> [WHAT NEEDS TO BE DONE] Retype the whole listing that follows, line for line.

> [DATA SUPPLIED]
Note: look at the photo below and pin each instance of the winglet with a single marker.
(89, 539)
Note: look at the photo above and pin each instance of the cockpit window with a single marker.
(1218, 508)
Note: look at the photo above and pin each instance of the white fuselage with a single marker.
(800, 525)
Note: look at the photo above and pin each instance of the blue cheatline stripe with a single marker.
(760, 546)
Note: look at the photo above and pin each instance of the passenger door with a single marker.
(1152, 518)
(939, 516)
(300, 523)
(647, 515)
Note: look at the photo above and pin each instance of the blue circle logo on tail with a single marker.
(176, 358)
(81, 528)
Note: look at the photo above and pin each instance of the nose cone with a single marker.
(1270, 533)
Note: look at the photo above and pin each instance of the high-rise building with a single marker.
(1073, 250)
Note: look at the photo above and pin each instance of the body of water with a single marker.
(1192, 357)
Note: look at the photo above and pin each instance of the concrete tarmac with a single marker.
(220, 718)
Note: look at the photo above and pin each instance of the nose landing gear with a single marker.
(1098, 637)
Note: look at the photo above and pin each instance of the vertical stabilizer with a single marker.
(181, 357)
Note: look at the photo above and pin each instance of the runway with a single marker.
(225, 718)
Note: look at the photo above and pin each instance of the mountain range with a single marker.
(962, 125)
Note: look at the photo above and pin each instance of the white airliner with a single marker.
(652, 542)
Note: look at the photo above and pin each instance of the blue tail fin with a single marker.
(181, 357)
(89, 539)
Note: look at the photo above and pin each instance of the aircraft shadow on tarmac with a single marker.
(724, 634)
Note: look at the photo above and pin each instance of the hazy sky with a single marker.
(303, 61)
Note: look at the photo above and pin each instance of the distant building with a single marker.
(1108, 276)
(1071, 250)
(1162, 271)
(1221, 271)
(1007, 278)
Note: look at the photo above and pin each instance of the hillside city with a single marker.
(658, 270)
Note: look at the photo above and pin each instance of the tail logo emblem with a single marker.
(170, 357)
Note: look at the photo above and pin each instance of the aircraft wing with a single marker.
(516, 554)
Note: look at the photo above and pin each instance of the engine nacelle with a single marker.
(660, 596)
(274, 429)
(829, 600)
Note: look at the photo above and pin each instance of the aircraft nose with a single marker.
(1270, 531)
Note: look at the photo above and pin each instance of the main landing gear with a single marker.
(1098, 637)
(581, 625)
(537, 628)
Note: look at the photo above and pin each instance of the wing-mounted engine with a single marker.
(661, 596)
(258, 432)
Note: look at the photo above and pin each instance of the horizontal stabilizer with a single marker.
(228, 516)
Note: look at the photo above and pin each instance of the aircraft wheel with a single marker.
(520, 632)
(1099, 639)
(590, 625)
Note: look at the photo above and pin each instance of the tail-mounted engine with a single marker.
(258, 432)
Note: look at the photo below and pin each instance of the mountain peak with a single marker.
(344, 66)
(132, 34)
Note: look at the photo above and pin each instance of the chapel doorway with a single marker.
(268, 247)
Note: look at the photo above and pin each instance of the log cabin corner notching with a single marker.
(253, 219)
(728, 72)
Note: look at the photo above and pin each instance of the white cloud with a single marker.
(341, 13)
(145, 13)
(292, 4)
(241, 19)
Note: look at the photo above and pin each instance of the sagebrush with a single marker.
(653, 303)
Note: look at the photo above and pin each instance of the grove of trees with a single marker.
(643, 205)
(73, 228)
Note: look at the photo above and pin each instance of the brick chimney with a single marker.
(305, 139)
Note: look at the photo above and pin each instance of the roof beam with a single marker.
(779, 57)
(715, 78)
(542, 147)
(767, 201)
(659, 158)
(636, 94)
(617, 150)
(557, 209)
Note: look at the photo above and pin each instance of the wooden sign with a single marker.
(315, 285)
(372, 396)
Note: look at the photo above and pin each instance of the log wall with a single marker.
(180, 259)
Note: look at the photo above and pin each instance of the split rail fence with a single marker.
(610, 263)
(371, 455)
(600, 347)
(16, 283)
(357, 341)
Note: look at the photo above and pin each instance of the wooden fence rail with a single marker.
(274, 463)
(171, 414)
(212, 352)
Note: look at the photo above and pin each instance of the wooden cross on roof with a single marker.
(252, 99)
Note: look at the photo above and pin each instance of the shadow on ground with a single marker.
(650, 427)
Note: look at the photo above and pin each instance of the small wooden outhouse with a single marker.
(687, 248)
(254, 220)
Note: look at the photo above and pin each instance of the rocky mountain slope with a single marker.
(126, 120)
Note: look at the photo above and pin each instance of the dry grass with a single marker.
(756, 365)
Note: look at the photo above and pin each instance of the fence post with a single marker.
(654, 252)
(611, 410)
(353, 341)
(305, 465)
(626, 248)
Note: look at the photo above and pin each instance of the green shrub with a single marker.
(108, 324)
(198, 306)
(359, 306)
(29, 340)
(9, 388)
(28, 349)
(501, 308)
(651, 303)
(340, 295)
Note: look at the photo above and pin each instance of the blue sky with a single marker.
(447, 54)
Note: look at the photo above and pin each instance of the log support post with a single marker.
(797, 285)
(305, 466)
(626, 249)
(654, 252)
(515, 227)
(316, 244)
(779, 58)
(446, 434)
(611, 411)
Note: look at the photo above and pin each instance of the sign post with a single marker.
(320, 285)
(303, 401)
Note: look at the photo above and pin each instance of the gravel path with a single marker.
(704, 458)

> [SOLUTION TO THIS TASK]
Note: look at the photo below and pin each instance of the winglet with a single marker.
(89, 539)
Note: look at the photo above and pin each instance of the cockpit window with a single marker.
(1218, 508)
Note: look at the photo above and pin each instance of the white fuselage with a single marker.
(800, 525)
Note: look at the photo above and pin each instance of the blue cheatline stripe with a single marker.
(760, 546)
Note: look at the photo above and pin each instance of the passenger door with a single marker.
(1152, 518)
(939, 516)
(300, 523)
(647, 515)
Note: look at the photo above and pin each instance of the blue circle logo on tail with a single marker.
(176, 358)
(81, 528)
Note: look at the photo above and pin each instance of the nose cone with a single marker.
(1270, 533)
Note: look at the photo above and pin each instance of the high-rise building with a single marker.
(1073, 250)
Note: look at the photo above and pin each instance of the body of water with a single marker.
(1192, 357)
Note: look at the photo above and pin each instance of the concrete tarmac with a single marker.
(220, 718)
Note: look at the photo above and pin each instance of the nose landing gear with a single marker.
(1098, 637)
Note: look at the photo above and pin each instance of the vertical stabilizer with a single marker.
(181, 357)
Note: look at the photo above and pin each instance of the runway with a single marker.
(225, 718)
Note: look at the photo above and pin each instance of the mountain range with a single marker.
(962, 125)
Note: look at the photo above and pin each instance of the white airliner with a single marker.
(652, 542)
Note: look at the photo above and pin each instance of the blue tail fin with a single marker.
(181, 357)
(89, 539)
Note: look at the photo above and pin each instance of the aircraft shadow on tarmac with a single marker.
(724, 634)
Note: look at the photo above and pin each instance of the hazy sky with a single marker.
(303, 61)
Note: look at the photo above and pin each instance of the distant building with a single marker.
(1108, 276)
(1071, 250)
(1162, 271)
(1221, 271)
(1007, 278)
Note: look at the photo above and pin each instance of the hillside city with a single marker.
(658, 270)
Note: look at the photo above and pin each instance of the tail logo emblem with a single marker.
(170, 357)
Note: look at the photo above and pin each instance of the aircraft wing with a single marker.
(516, 554)
Note: look at the photo above and pin each instance of the engine nacelle with a single marker.
(660, 596)
(274, 429)
(829, 600)
Note: look at the photo above and pin each instance of the aircraft nose with a single marker.
(1270, 531)
Note: look at the photo above and pin each instance of the main landing gear with a single marker.
(1098, 637)
(581, 625)
(537, 628)
Note: look at the photo above and pin each instance of the wing-mounted engine with a single marker.
(661, 596)
(258, 432)
Note: look at the photo above and pin each instance of the horizontal stabilizer with a single marker.
(228, 516)
Note: look at the photo above and pin each instance of the aircraft wheel with a single marker.
(520, 632)
(1099, 639)
(590, 625)
Note: look at the photo above and pin each instance of the tail-mounted engine with a single marker.
(258, 432)
Note: look at the photo below and pin each instance of the mountain peak with a single marker.
(344, 66)
(132, 34)
Note: look at the photo above and pin each instance of the chapel doorway with a single marker.
(268, 247)
Note: look at the photo above and pin each instance of the log cabin corner notching with a single marker.
(253, 219)
(728, 72)
Note: look at the photo above and pin each instance of the white cloud with a single marker.
(341, 13)
(145, 13)
(292, 4)
(241, 19)
Note: look at the photo above and pin each instance of the sagebrush with a single marker.
(653, 303)
Note: look at the photo above and pin each instance of the grove of trees with a single marker.
(643, 205)
(73, 228)
Note: look at the photo above and pin each instance of the brick chimney with a single marker.
(305, 139)
Note: look at the photo above and pin each instance of the roof beam with a single marker.
(779, 57)
(715, 78)
(542, 147)
(767, 201)
(659, 158)
(636, 94)
(617, 150)
(557, 209)
Note: look at the photo above and pin each instance of the wooden sign with a single marker.
(315, 285)
(372, 396)
Note: look at the photo above and pin each instance of the log wall with a single marker.
(180, 259)
Note: look at the photo above and pin each instance of the split rail fence with a single marker.
(610, 263)
(371, 455)
(600, 347)
(16, 283)
(357, 341)
Note: look at the photo above and pin each instance of the wooden fence rail with a single marker.
(274, 463)
(171, 414)
(212, 352)
Note: look at the photo above and pin each instance of the wooden cross on roof with a single marker.
(252, 99)
Note: look at the photo above and pin each instance of the shadow on ground with a single marker.
(650, 427)
Note: look at the photo above and pin each instance of the small wooden outhouse with a single marker.
(687, 248)
(254, 220)
Note: look at the photo above and pin each instance of the rocky mountain slope with a single marker.
(126, 120)
Note: look at the photo above and pin each instance of the dry grass with a single marker.
(756, 365)
Note: look at the photo above and pin each instance of the fence post with a single marker.
(654, 252)
(611, 410)
(353, 341)
(305, 465)
(626, 248)
Note: look at the photo above and pin each instance of the green shrub with a single marker.
(108, 324)
(198, 306)
(359, 306)
(29, 340)
(9, 388)
(28, 349)
(501, 308)
(651, 303)
(340, 295)
Note: look at the photo above and pin each instance of the blue sky with a single marker.
(447, 54)
Note: look at the photo above and pin each instance of the log support post with a single marker.
(797, 285)
(305, 466)
(626, 249)
(654, 252)
(515, 227)
(316, 244)
(779, 58)
(446, 434)
(611, 411)
Note: look at the photo above and pin each instance of the sign post with a single marker.
(320, 285)
(303, 401)
Note: look at the photo above and pin each instance of the gravel path with a single marker.
(704, 458)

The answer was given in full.